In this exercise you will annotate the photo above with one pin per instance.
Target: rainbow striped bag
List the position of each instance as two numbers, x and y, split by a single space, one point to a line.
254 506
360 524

⁂

TASK BRIEF: What is needed is a word-for-word copy of all the entries.

RESULT:
In this exercise you will annotate the photo above with one pin per instance.
Target: rainbow striped bag
List the position of each instance as two numbers, x and y, split by a single space, one point to a line.
254 506
360 524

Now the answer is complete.